— START OF DATASET RECORDS —

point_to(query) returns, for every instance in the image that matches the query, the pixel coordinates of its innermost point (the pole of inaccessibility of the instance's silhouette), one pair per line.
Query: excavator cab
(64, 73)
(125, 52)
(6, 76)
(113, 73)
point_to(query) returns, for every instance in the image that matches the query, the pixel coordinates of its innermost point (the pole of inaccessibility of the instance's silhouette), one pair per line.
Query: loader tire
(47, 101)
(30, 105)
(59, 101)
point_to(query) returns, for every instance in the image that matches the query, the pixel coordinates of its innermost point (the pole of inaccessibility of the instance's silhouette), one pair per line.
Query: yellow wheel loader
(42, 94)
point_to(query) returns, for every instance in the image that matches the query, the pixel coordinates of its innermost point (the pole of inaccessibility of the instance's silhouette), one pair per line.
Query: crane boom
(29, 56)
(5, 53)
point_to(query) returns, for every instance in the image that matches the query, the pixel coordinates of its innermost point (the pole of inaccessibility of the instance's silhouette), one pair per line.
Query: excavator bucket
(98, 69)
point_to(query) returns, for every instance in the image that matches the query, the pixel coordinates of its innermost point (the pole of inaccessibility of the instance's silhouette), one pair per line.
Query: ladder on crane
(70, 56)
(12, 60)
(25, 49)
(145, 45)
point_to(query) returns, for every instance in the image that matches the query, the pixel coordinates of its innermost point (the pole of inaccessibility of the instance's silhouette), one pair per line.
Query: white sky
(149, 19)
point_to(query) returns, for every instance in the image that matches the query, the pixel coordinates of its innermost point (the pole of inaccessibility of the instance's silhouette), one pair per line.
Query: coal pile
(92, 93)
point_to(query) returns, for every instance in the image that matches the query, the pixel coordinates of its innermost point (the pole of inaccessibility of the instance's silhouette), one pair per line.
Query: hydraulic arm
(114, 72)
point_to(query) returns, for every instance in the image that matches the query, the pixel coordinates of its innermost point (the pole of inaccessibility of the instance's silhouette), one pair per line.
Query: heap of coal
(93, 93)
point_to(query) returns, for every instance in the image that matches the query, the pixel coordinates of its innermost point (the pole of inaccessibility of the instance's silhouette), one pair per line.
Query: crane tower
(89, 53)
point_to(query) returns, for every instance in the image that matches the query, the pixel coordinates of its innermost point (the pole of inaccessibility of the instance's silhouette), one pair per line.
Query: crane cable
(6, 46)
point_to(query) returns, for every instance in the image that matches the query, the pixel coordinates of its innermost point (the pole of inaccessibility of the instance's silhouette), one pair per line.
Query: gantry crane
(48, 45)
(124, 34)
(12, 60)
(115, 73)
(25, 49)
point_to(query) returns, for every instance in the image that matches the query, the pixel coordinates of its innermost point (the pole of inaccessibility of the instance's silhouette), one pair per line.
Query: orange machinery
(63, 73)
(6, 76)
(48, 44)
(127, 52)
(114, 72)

— END OF DATASET RECORDS —

Set all of the records down again, exactly as they stand.

point_to(query) returns, for every instance in the image that matches the query, the pixel coordinates of its innermost point (the pole of inaccessibility of the instance's silhouette), one pair per line.
Query: excavator cab
(64, 73)
(125, 52)
(6, 76)
(113, 73)
point_to(query) returns, for every instance in the image that matches the query, the pixel coordinates of its innermost point (the pole of inaccessibility of the instance's silhouette), one pair per line.
Query: loader tire
(47, 101)
(30, 105)
(59, 101)
point_to(query) returns, for every instance in the image that matches the query, the pixel coordinates of its innermost point (the pole of inaccessibility of the instance's silhouette), one pair per line.
Query: yellow wheel loader
(42, 94)
point_to(query) returns, for every instance in the image that matches the query, the pixel coordinates of its innermost point (the pole of inaccessibility of the instance's silhouette), one pair per line.
Query: crane boom
(29, 56)
(5, 53)
point_to(query) returns, for every instance in the image that matches the query, the pixel coordinates of its innermost point (the pole of inaccessibility of the instance's silhouette), one pair per line.
Query: excavator bucket
(98, 69)
point_to(query) returns, for every instance in the image that matches the query, the pixel coordinates of its innermost point (the pole of inaccessibility of the instance's silhouette), one pair per line.
Query: ladder on crane
(70, 56)
(12, 60)
(25, 49)
(145, 45)
point_to(query) returns, for every instance in the image that matches the query, the pixel coordinates of its innermost point (the pole of inaccessibility of the instance's silhouette), one pair per line.
Query: white sky
(149, 19)
point_to(query) returns, for every instance in the image that matches the query, the pixel coordinates of its innermost point (the pole of inaccessibility of the instance's silhouette), one pair per line.
Query: coal pile
(92, 93)
point_to(query) returns, for every instance in the image that matches the query, the pixel coordinates of its innermost point (the pole of inaccessibility of the instance's silhouette), one pair per line.
Query: hydraulic arm
(114, 72)
point_to(query) returns, for every instance in the image that matches the query, the pixel coordinates of its innermost point (the pole of inaccessibility of the instance's silhouette), one pair per line.
Query: heap of coal
(93, 93)
point_to(query) returns, for every instance in the image that matches the query, the pixel coordinates of its innermost point (the pole of inaccessibility of the instance's silhouette), one pair per line.
Query: crane tower
(89, 53)
point_to(query) returns, for every instance in the image that matches the query, the pixel coordinates of its innermost point (the pole of inaccessibility of the instance's silhouette), one pair per line.
Query: crane cable
(6, 46)
point_to(query) returns, for every instance in the image that matches the query, the pixel coordinates of its innermost point (the pole of inaccessibility of the instance's silhouette), one pair per line.
Query: gantry crane
(48, 45)
(124, 34)
(12, 60)
(115, 73)
(25, 49)
point_to(query) returns, for every instance in the image that matches the query, the pixel coordinates of its innermost point (the pole of inaccessibility of the instance's silhouette), one pair per line.
Query: orange machinery
(63, 73)
(6, 76)
(48, 44)
(127, 52)
(114, 72)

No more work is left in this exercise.